→ **WHAT IS ASKED**: Reproduce the listing lines between the line containing "- **Target**: water fountain" and the line containing "[0,161,640,359]", inclusive, changing "palm tree" to "coconut palm" and leaving all else intact.

§

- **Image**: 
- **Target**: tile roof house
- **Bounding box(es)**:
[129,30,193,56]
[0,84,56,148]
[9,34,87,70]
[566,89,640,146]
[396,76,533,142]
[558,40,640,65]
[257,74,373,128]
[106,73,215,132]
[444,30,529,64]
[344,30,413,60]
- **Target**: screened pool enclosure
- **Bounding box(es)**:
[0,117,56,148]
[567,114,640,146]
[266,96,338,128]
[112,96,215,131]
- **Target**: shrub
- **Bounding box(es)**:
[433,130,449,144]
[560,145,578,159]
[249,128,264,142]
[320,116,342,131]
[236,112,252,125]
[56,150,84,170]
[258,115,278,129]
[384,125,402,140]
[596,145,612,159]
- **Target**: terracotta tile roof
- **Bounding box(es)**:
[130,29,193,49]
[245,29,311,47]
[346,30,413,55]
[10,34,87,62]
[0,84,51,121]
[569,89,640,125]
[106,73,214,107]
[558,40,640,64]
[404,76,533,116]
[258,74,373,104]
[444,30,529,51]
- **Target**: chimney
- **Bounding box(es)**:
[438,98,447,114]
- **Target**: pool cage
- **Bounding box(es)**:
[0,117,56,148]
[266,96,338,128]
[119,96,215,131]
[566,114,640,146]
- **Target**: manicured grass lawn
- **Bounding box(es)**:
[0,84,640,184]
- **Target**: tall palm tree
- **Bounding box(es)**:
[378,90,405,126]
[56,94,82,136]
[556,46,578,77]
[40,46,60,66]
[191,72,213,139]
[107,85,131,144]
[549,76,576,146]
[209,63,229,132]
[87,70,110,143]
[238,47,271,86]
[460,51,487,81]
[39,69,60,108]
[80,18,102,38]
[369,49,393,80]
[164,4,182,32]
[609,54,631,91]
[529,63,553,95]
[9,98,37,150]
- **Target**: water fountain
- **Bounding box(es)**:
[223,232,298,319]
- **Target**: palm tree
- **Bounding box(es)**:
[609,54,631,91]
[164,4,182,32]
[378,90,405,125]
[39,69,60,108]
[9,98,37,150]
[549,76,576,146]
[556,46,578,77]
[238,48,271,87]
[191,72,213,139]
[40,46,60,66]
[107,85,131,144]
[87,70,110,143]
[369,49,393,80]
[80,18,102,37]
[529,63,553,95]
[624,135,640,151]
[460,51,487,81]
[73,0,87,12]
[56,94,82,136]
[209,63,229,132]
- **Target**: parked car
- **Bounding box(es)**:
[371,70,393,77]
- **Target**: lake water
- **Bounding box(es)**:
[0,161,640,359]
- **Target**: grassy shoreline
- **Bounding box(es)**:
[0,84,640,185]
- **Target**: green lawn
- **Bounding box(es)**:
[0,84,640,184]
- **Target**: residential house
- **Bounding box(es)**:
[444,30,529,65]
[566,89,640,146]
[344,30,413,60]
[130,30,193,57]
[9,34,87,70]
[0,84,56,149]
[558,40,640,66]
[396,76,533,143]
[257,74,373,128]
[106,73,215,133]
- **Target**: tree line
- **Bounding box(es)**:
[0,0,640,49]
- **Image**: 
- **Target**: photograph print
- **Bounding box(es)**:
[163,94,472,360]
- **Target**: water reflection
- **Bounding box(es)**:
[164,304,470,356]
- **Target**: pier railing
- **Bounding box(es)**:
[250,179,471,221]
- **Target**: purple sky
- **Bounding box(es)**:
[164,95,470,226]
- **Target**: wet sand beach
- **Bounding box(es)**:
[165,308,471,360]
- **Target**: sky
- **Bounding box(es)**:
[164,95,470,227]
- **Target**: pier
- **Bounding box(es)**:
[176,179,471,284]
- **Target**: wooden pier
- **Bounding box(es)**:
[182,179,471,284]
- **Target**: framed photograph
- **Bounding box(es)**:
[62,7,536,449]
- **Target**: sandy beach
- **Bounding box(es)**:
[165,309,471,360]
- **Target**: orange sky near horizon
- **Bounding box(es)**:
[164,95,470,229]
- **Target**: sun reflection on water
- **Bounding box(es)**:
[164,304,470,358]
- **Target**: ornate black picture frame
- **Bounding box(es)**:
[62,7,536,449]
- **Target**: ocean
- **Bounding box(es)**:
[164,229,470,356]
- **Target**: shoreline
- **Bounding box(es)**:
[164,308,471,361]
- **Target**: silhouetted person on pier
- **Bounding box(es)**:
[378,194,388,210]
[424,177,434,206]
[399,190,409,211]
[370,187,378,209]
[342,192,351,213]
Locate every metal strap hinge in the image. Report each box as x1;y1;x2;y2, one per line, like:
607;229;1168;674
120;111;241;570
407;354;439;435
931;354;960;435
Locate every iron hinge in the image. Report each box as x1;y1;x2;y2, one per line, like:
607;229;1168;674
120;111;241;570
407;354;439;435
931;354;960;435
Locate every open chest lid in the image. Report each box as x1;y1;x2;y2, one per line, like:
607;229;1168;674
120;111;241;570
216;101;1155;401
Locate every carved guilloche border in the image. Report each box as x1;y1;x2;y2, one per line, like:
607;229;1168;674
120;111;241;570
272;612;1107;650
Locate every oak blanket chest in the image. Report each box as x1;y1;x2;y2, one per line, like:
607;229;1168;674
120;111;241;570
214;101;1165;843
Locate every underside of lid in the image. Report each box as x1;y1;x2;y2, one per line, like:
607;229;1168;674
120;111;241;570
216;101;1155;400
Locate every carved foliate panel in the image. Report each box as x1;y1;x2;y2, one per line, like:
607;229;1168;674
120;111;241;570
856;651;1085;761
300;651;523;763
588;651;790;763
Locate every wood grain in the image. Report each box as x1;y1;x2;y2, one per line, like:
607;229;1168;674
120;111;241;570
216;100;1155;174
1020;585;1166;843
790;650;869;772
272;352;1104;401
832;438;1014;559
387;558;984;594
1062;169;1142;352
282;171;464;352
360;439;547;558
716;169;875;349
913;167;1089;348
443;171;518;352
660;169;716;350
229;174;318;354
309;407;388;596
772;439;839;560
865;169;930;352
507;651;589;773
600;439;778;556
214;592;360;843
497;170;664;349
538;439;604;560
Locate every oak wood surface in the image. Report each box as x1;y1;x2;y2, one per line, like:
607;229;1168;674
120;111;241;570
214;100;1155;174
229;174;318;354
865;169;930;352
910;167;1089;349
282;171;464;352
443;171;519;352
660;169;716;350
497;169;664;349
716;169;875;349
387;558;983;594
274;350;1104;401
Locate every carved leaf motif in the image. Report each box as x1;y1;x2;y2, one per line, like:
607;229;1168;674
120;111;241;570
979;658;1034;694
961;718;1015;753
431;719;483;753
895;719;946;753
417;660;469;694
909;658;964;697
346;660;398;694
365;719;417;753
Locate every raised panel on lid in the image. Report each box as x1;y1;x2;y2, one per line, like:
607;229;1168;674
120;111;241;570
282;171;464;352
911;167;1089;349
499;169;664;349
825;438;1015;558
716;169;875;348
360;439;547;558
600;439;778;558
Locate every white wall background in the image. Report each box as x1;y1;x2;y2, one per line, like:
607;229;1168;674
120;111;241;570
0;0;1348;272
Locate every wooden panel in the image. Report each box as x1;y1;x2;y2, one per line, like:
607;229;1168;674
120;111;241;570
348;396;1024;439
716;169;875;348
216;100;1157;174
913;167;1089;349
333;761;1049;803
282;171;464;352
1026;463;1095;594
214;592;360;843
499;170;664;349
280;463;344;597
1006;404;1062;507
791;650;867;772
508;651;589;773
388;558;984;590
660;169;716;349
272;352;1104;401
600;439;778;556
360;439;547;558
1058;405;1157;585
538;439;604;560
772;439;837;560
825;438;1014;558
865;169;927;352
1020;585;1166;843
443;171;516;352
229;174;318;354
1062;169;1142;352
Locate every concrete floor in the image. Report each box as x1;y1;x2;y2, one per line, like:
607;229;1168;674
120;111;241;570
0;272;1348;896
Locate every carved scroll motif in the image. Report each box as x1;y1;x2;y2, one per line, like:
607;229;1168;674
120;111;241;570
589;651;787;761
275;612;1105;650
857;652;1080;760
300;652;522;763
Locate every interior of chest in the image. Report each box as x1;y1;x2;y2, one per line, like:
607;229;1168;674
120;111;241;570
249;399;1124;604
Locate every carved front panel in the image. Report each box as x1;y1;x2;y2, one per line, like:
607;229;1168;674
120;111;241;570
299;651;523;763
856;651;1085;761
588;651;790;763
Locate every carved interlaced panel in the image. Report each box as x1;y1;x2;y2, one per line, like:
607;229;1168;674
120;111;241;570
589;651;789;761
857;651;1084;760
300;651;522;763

§

→ **RESPONSE TO THIS EXERCISE**:
- **Target**: water fountain
- **Bounding box(es)**:
[223,232,298,319]
- **Target**: coconut palm
- **Bounding box(es)**:
[609,54,631,91]
[164,4,182,32]
[378,90,405,125]
[39,69,60,108]
[9,98,37,150]
[549,76,576,146]
[556,46,578,77]
[238,48,271,87]
[191,72,213,139]
[40,46,60,66]
[107,85,131,144]
[87,70,110,143]
[369,49,393,80]
[80,18,102,37]
[529,63,553,95]
[624,135,640,151]
[460,51,487,81]
[73,0,87,12]
[56,94,82,136]
[209,63,229,132]
- **Target**: parked car
- **Bounding box(es)**:
[371,70,393,77]
- **Target**: lake water
- **Bounding box(es)**:
[0,161,640,359]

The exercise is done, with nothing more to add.